**EXERCISE BRIEF**
The copy you print must match the listing exactly, with its pictures removed.

▽

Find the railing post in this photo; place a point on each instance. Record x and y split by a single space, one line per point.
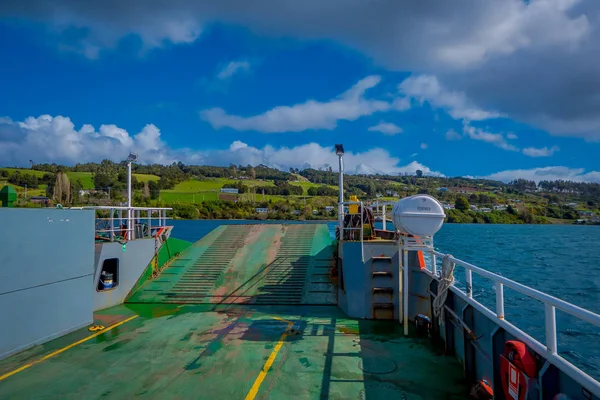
550 313
112 224
405 289
362 232
499 300
469 282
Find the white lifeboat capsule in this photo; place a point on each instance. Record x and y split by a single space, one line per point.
419 215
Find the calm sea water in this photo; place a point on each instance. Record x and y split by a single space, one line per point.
561 260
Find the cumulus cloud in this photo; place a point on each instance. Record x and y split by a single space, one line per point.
451 134
547 173
497 139
232 68
48 139
55 139
496 54
540 152
386 128
311 114
426 88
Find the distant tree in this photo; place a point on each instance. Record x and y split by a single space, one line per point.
461 204
62 188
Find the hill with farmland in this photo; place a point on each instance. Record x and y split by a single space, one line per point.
248 192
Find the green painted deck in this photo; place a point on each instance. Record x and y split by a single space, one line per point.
256 320
249 264
218 352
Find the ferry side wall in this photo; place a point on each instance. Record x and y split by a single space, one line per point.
46 273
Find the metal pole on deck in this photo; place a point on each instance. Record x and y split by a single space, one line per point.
130 160
339 151
405 291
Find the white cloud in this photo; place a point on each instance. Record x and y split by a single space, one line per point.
426 88
494 53
497 139
541 152
311 114
386 128
233 68
453 135
547 173
48 139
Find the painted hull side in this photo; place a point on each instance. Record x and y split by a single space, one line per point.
132 263
46 272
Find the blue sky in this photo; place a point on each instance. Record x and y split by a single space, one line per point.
77 88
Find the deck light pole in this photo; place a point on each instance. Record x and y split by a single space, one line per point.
130 160
339 151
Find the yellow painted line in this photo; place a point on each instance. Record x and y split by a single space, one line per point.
263 373
57 352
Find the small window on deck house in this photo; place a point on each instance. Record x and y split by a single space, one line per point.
109 275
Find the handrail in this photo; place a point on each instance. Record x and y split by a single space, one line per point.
362 227
551 303
126 219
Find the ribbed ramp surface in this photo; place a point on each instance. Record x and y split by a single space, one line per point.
249 264
201 276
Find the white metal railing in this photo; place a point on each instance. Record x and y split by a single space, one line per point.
126 222
551 303
342 228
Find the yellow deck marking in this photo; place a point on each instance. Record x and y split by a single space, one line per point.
263 373
57 352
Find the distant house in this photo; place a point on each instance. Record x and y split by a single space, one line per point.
227 197
40 200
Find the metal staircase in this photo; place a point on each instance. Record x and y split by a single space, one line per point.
382 290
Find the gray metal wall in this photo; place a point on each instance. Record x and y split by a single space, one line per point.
132 262
46 273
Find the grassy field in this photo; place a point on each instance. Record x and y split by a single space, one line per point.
171 196
307 185
146 177
39 174
21 190
84 177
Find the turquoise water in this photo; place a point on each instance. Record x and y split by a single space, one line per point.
561 260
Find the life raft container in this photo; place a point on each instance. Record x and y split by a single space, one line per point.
517 368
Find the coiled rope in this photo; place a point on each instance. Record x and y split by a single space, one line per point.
446 280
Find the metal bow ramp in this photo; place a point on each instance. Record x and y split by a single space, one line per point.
249 264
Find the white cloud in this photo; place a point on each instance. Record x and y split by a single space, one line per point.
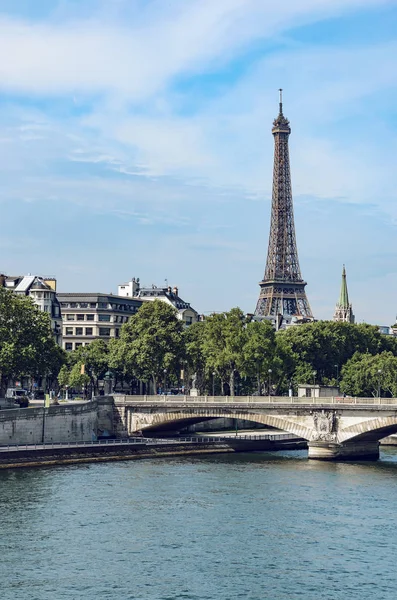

△

**WRITTEN ANSWER**
Find the railing post in this photo; place a point on each instance. Record x and y split by a single space, one line per point.
550 313
112 224
405 289
362 232
499 300
469 282
Find the white lifeboat capsule in this photo; place a point on each instance. Record x and y split by a single space, one line per point.
419 215
Find the calm sea water in this photo; place a point on each instance. Record x and y split by a single space, one line per point.
561 260
Find the cumulus cloud in this photo; place a point on each instance. Record x and y split by a single space, one line per point.
451 134
547 173
497 139
232 68
48 139
55 139
496 54
540 152
386 128
311 114
426 88
Find the distant tree in this photo; place a point on each instance. Record x and y split by a single space, one line per point.
461 204
62 188
Find the hill with farmland in this photo; place a point on each instance. Record x and y split by a single space, one line per point.
248 192
Find the green painted deck in this photo; place a point on each instance. Record x and y split by a single space, one line per point.
256 320
249 264
218 352
Find the ferry side wall in this photo; place a point on each instance. Record x and y split by a single space, one line per point.
46 273
Find the metal pole on deck in this photo; place a point on each instance. Record x and y split by a single space, one line per point.
130 160
339 151
405 291
Find the white cloud in this photo; place a point on each instance. Record x and y split by a single space, one line per point.
426 88
494 53
497 139
541 152
311 114
386 128
233 68
453 135
547 173
48 139
Find the painted hull side in this photo; place a point on each instance. Record x and y split by a single space, one line per point.
132 263
46 272
Find the blue sky in this photo; place a point on each instance. Record x and y split by a single space, one line per point.
77 88
Find the deck light pole in this photo; place a point on each instance. Record x and y split by a single space, one line per point.
130 160
339 151
Find the yellow painted line in this photo; place a point on each instance. Record x and y split by a single space, one line per point.
263 373
57 352
Find the small window on deck house in this photo; place a point on each instance. Record x and y split by a single space, one line per point.
109 275
Find the handrail in this photo; place a point on each instance. Record x and y split by a single space, one line per point.
362 227
551 303
126 219
Find the ribbed ramp surface in this photo; place a point on each instance. Record x and y split by a single space, one line per point.
249 264
201 276
Find the white metal railing in this photo; place a point on each instance. Record x and y split by a single space, one line per point.
126 222
551 303
342 228
Find the yellow deck marking in this photo; place a point on each instance. Record x and y split by a single space, one line per point.
263 373
57 352
Find the distant house in this photo; place a point on each instance. Record x and y split by a single space, one line per point.
227 197
40 200
Find the metal staircase in this photo; place a point on each instance. Record x and y split by a single space, one line per point.
382 290
Find the gray metal wall in this photo; place a point on each instance. Record x and y split by a single space, one line per point.
132 262
46 273
Find the grassy field in this photo; place a point on each instance. Record x and y split by a single space, one line per point.
171 196
307 185
146 177
39 174
21 190
84 177
Find the turquoise water in this photo; place a point on each instance. Record x and y split by a single space, one line per point.
561 260
Find the life raft container in this photo; place a point on each instance. Record x and y split by a single space, one line per point.
517 368
Find the coiled rope in this photo; place a point on each instance. Record x and y split by a single space, one line per point.
446 280
Find the metal bow ramp in this photo; place a point on each instance. Record x and y split by a single space, one line per point.
249 264
Find the white cloud in this photo; place a point on each instance. Record x and y split by a single space, one line per point.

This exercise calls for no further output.